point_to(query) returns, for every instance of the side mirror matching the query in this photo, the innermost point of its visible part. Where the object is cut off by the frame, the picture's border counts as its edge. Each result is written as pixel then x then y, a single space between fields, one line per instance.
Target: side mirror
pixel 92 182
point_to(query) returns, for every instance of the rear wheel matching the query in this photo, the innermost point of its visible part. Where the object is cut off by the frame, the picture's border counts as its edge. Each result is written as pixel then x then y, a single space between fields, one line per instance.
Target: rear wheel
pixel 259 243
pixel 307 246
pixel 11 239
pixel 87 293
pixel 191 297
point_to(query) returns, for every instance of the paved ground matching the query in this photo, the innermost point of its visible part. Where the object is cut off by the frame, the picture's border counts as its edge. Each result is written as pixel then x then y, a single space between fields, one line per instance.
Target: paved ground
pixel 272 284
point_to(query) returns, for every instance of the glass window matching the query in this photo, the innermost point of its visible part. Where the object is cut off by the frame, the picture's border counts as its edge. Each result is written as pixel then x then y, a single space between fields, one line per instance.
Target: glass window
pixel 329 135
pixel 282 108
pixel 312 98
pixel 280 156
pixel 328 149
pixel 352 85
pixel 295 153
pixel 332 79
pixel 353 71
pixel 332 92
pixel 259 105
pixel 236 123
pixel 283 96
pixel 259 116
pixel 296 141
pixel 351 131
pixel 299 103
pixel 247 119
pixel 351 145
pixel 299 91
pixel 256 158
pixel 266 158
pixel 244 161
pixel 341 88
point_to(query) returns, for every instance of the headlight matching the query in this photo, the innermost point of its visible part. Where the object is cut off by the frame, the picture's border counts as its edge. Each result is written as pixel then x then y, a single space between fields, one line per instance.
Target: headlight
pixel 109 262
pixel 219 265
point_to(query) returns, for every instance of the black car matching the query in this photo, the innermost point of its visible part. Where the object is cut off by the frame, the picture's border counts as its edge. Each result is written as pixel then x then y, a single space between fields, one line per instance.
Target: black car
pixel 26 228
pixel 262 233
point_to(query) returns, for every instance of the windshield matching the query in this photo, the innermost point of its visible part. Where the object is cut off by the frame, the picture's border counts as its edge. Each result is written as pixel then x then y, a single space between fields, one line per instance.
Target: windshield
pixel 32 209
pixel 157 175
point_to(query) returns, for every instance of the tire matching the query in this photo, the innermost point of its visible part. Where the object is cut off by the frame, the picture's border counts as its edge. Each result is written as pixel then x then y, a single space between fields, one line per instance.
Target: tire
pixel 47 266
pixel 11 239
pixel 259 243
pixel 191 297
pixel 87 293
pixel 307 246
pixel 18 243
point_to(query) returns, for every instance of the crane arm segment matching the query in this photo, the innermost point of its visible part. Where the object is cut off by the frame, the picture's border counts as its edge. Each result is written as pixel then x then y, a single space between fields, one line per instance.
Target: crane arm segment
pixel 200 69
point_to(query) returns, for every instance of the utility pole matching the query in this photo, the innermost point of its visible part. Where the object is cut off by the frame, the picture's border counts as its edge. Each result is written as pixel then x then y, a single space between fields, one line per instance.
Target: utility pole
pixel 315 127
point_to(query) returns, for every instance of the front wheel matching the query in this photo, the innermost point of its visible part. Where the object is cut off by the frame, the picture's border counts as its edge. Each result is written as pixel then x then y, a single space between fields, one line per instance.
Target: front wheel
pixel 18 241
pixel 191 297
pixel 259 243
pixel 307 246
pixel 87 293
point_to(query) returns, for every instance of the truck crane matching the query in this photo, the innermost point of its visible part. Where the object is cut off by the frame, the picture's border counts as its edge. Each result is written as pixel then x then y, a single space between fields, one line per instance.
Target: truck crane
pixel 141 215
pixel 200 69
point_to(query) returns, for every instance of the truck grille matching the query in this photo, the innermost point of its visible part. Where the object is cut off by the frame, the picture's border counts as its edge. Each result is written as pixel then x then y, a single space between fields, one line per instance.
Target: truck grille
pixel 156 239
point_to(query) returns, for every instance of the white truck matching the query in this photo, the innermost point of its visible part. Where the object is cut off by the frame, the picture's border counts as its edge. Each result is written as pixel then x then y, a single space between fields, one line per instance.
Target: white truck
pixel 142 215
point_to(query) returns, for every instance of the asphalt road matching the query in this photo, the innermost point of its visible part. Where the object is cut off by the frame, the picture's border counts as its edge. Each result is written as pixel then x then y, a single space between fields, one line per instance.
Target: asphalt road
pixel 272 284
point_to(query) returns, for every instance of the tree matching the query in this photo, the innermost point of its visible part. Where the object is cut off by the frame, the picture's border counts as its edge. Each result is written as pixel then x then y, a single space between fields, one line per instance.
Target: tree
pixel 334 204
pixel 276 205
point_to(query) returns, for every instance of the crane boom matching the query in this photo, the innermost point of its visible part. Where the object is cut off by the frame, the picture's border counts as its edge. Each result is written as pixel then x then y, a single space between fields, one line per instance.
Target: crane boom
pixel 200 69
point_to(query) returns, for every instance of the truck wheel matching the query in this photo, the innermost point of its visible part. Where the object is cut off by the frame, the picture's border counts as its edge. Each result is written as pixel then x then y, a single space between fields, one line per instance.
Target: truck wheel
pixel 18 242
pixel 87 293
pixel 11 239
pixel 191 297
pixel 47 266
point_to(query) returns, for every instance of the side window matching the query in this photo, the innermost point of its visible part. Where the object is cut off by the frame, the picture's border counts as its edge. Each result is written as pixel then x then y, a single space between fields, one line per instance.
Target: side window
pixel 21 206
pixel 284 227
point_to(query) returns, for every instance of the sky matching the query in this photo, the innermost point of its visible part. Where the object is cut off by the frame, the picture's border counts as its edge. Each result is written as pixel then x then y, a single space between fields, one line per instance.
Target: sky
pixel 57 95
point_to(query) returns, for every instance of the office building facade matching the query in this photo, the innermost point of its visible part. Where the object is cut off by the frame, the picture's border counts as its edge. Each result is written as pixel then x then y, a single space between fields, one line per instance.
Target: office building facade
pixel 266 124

* [Set task]: Please edit everything from the line containing "point_to(query) returns, for every instance of the rear" down to the line containing "Target: rear wheel" so that "back wheel" replaces "rear wheel" and nothing else changes, returning only those lines.

* [Output for this exercise]:
point_to(query) returns, for every instance of the back wheel matching the query in this photo, the innermost point of its visible part. Where the object is cut off by the frame, the picture's border counts as its edge. Each result is written as pixel then x then y, a single space between fields, one line per instance.
Target: back wheel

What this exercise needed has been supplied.